» What needs to be done: Repeat word for word the section of the passage on André Gide's meeting with Oscar Wilde in Algiers that begins with the words containing "Gide, who was" and ends with "in the world.".

(Boylove Documentary Sourcebook) - The Encounter of André Gide with Oscar Wilde and Lord Alfred Douglas in Algeria
From "Oscar Wilde: Love in a Dark Time", in Love in a Dark Time: And Other Explorations of Gay Lives and Literature by Colm Tóibín (New York: Scribner, 2004), originally published in 2001 in Australia by Pan Macmillan.
The first two months of 1895 were busy for Oscar Wilde. In late January he was in Algiers with Alfred Douglas. He wrote to Robert Ross: ‘There is a great deal of beauty here. The Kabyle boys are quite lovely. At first we had some difficulty procuring a proper civilized guide. But now it is all right and Bosie and I have taken to haschish [sic]: it is quite exquisite: three puffs of smoke and then peace and love.’ On Sunday, 27 January, André Gide, also in Algiers, was, according to his own account of this, checking out of the Grand Hotel d’Orient when he saw the names Oscar Wilde and Alfred Douglas on the slate in which guests’ names were written. Their names were at the bottom, which meant that they must have just arrived. His was at the top, in one of his versions of the story; it was beside Wilde’s in another. In any case, he later wrote that he took the sponge and wiped his name out and he made his way quickly to the station.
Gide, who was twenty-five, had met Wilde before in Paris and Florence. He left three accounts of their meeting in Algiers; some of these were later hotly denied by Alfred Douglas. The first, written the next day, was to his mother. He explained to her that he had, after much consideration the previous day, decided to return to the hotel and miss his train, as he did not want Wilde to think he was avoiding him. ‘This terrible man,’ he wrote,
the most dangerous product of modern civilization—still, as in Florence, accompanied by the young Lord Douglas, the two of them put on the Index in both London and Paris and, were one not so far away, the most compromising companions in the world.
Wilde, he wrote, was
charming, at the same time; unimaginable, and, above all, a very great personality. I was very lucky to have seen so much of him and to have known him so well in Paris a few years ago; that was his prime, and he will never be as good again . . . It’s impossible to gauge what is the young Lord’s intrinsic worth; Wilde seems to have corrupted him to the very marrow of his bones.
Two days later, Gide wrote once more to his mother:
One sees characters like this in a Shakespeare play. And Wilde! Wilde!! What more tragic life is there than his! If only he were more careful—if he were capable of being careful—he would be a genius, a great genius. But as he says himself, and knows: ‘I have put my genius into my life; I have only put my talent into my works. I know it and that is the great tragedy of my life.’ That is why those who have known him well will always have that shudder of terror when he is around, as I always do . . . I am happy to have met him in such a distant place, though even Algiers isn’t far enough away for me to be able to face him without a certain fear; I told him so to his face . . . If Wilde’s plays in London didn’t run for three hundred performances, and if the Prince of Wales didn’t attend his first nights, he would be in prison and Lord Douglas as well.

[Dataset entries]

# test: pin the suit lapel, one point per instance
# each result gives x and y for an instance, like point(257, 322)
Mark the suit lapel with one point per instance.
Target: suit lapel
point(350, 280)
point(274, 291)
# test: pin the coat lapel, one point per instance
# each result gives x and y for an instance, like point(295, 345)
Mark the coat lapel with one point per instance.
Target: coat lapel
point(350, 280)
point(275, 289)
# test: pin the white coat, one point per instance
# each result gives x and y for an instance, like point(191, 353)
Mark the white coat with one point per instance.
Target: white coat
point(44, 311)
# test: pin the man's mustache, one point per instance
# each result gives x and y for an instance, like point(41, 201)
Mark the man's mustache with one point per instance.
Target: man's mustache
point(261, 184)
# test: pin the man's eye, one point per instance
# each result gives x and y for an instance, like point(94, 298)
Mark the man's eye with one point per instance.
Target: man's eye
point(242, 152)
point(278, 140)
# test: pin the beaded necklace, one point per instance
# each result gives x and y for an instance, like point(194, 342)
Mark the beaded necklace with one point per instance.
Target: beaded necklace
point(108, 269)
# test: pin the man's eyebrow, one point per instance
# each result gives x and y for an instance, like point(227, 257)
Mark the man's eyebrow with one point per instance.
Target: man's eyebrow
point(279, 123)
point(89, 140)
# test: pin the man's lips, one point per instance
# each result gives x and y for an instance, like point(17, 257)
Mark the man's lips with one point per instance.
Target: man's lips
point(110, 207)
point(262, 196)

» Result of the task:
Gide, who was twenty-five, had met Wilde before in Paris and Florence. He left three accounts of their meeting in Algiers; some of these were later hotly denied by Alfred Douglas. The first, written the next day, was to his mother. He explained to her that he had, after much consideration the previous day, decided to return to the hotel and miss his train, as he did not want Wilde to think he was avoiding him. ‘This terrible man,’ he wrote,
the most dangerous product of modern civilization—still, as in Florence, accompanied by the young Lord Douglas, the two of them put on the Index in both London and Paris and, were one not so far away, the most compromising companions in the world.